- _Action item_
Your copy of the data below must be exact and must leave out all pictures.

Items listed in a dataset
====

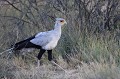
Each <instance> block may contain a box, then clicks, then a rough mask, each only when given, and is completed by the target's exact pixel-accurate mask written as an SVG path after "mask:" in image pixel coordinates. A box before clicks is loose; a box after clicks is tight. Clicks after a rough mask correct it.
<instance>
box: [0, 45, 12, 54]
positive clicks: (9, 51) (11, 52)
mask: <svg viewBox="0 0 120 79" xmlns="http://www.w3.org/2000/svg"><path fill="white" fill-rule="evenodd" d="M13 49H14V47H12V48H10V49H7V50H5V51H3V52H1V53H0V55H2V54H4V53H5V52H9V53H12V52H11V51H12V50H13Z"/></svg>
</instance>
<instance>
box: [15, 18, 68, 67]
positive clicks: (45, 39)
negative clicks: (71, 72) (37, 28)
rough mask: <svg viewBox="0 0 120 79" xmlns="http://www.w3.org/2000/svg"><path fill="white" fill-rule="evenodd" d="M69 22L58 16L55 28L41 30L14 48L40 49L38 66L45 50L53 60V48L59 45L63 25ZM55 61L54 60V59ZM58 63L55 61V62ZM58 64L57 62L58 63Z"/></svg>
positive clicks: (55, 63) (48, 55) (20, 42)
mask: <svg viewBox="0 0 120 79" xmlns="http://www.w3.org/2000/svg"><path fill="white" fill-rule="evenodd" d="M65 24H67V22H66V20H65V19H63V18H56V21H55V25H54V29H53V30H50V31H45V32H39V33H37V34H35V35H33V36H31V37H30V38H27V39H25V40H23V41H20V42H17V43H15V45H14V46H13V50H15V51H16V50H21V49H23V48H35V49H39V50H40V51H39V53H38V56H37V58H38V66H39V61H40V59H41V57H42V55H43V54H44V53H45V51H47V52H48V60H49V61H52V59H53V58H52V50H53V49H54V48H55V47H56V46H57V44H58V41H59V39H60V37H61V30H62V27H63V25H65ZM52 62H53V61H52ZM53 63H54V64H56V63H55V62H53ZM56 65H57V64H56Z"/></svg>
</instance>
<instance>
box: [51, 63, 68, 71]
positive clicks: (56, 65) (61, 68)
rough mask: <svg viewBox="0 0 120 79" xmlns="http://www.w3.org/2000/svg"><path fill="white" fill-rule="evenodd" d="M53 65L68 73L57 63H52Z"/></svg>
mask: <svg viewBox="0 0 120 79" xmlns="http://www.w3.org/2000/svg"><path fill="white" fill-rule="evenodd" d="M51 63H52V64H54V65H56V66H58V67H59V68H60V69H62V70H63V71H64V72H65V73H67V71H66V70H65V69H63V68H62V67H61V66H60V65H58V64H57V63H55V62H54V61H51Z"/></svg>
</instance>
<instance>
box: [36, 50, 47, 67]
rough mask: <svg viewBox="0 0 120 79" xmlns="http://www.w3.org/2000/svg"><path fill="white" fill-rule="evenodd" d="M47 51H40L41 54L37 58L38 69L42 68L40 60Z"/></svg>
mask: <svg viewBox="0 0 120 79" xmlns="http://www.w3.org/2000/svg"><path fill="white" fill-rule="evenodd" d="M45 51H46V50H44V49H40V52H39V54H38V56H37V58H38V63H37V65H38V67H39V66H40V59H41V57H42V55H43V54H44V52H45Z"/></svg>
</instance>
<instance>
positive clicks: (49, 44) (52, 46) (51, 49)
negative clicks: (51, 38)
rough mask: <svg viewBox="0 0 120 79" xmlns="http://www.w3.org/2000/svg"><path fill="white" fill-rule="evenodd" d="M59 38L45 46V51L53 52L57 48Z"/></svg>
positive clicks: (43, 48)
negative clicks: (50, 51) (53, 50)
mask: <svg viewBox="0 0 120 79" xmlns="http://www.w3.org/2000/svg"><path fill="white" fill-rule="evenodd" d="M58 40H59V38H54V39H53V40H52V41H50V42H49V43H48V44H47V45H45V46H43V47H42V48H43V49H45V50H52V49H54V48H55V47H56V46H57V43H58Z"/></svg>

====

- _Solution_
Each <instance> block may contain a box, then clicks, then a rough mask, each only when given, and is completed by the target's exact pixel-accurate mask written as an SVG path after "mask:" in image pixel coordinates. A box before clicks is loose; a box after clicks is tight. Clicks after a rough mask correct it.
<instance>
box: [0, 45, 12, 54]
positive clicks: (9, 51) (11, 52)
mask: <svg viewBox="0 0 120 79" xmlns="http://www.w3.org/2000/svg"><path fill="white" fill-rule="evenodd" d="M13 49H14V47H12V48H10V49H7V50H5V51H3V52H1V53H0V55H2V54H4V53H5V52H9V53H12V52H11V51H12V50H13Z"/></svg>
</instance>
<instance>
box: [15, 18, 68, 67]
positive clicks: (45, 39)
negative clicks: (71, 72) (37, 28)
rough mask: <svg viewBox="0 0 120 79" xmlns="http://www.w3.org/2000/svg"><path fill="white" fill-rule="evenodd" d="M69 22L58 16L55 28L41 30L14 48L40 49L38 66L45 50L53 60V48L59 45L63 25ZM55 61L54 60V59ZM58 63L55 61V62ZM58 64L57 62L58 63Z"/></svg>
positive clicks: (55, 63) (48, 55) (20, 42)
mask: <svg viewBox="0 0 120 79" xmlns="http://www.w3.org/2000/svg"><path fill="white" fill-rule="evenodd" d="M65 24H67V22H66V20H65V19H63V18H56V21H55V25H54V29H53V30H50V31H45V32H39V33H37V34H35V35H33V36H31V37H30V38H27V39H25V40H23V41H20V42H17V43H15V45H14V46H13V50H15V51H16V50H21V49H23V48H35V49H39V50H40V51H39V53H38V56H37V58H38V66H39V61H40V59H41V57H42V55H43V54H44V53H45V51H47V52H48V60H49V61H52V59H53V58H52V50H53V49H54V48H55V47H56V46H57V44H58V41H59V39H60V37H61V30H62V27H63V25H65ZM52 62H53V61H52ZM53 63H54V64H56V63H55V62H53ZM56 65H57V64H56Z"/></svg>
</instance>
<instance>
box: [51, 63, 68, 71]
positive clicks: (56, 65) (61, 68)
rough mask: <svg viewBox="0 0 120 79" xmlns="http://www.w3.org/2000/svg"><path fill="white" fill-rule="evenodd" d="M53 65L68 73L57 63H52Z"/></svg>
mask: <svg viewBox="0 0 120 79" xmlns="http://www.w3.org/2000/svg"><path fill="white" fill-rule="evenodd" d="M51 63H52V64H54V65H56V66H58V67H59V68H60V69H62V70H63V71H64V72H65V73H67V71H66V70H65V69H63V68H62V67H61V66H60V65H58V64H57V63H55V62H54V61H51Z"/></svg>
</instance>
<instance>
box: [36, 50, 47, 67]
rough mask: <svg viewBox="0 0 120 79" xmlns="http://www.w3.org/2000/svg"><path fill="white" fill-rule="evenodd" d="M47 51H40L41 54L37 58L38 69L42 68L40 60Z"/></svg>
mask: <svg viewBox="0 0 120 79" xmlns="http://www.w3.org/2000/svg"><path fill="white" fill-rule="evenodd" d="M45 51H46V50H44V49H40V52H39V54H38V56H37V58H38V63H37V65H38V67H39V66H40V59H41V57H42V55H43V54H44V52H45Z"/></svg>
</instance>
<instance>
positive clicks: (49, 44) (52, 46) (51, 49)
negative clicks: (51, 38)
rough mask: <svg viewBox="0 0 120 79" xmlns="http://www.w3.org/2000/svg"><path fill="white" fill-rule="evenodd" d="M59 38L45 46V51L53 52L57 48Z"/></svg>
positive clicks: (43, 48)
negative clicks: (50, 51) (53, 50)
mask: <svg viewBox="0 0 120 79" xmlns="http://www.w3.org/2000/svg"><path fill="white" fill-rule="evenodd" d="M58 40H59V38H54V39H53V40H52V41H50V42H49V43H48V44H47V45H45V46H43V47H42V48H43V49H45V50H52V49H54V48H55V47H56V46H57V43H58Z"/></svg>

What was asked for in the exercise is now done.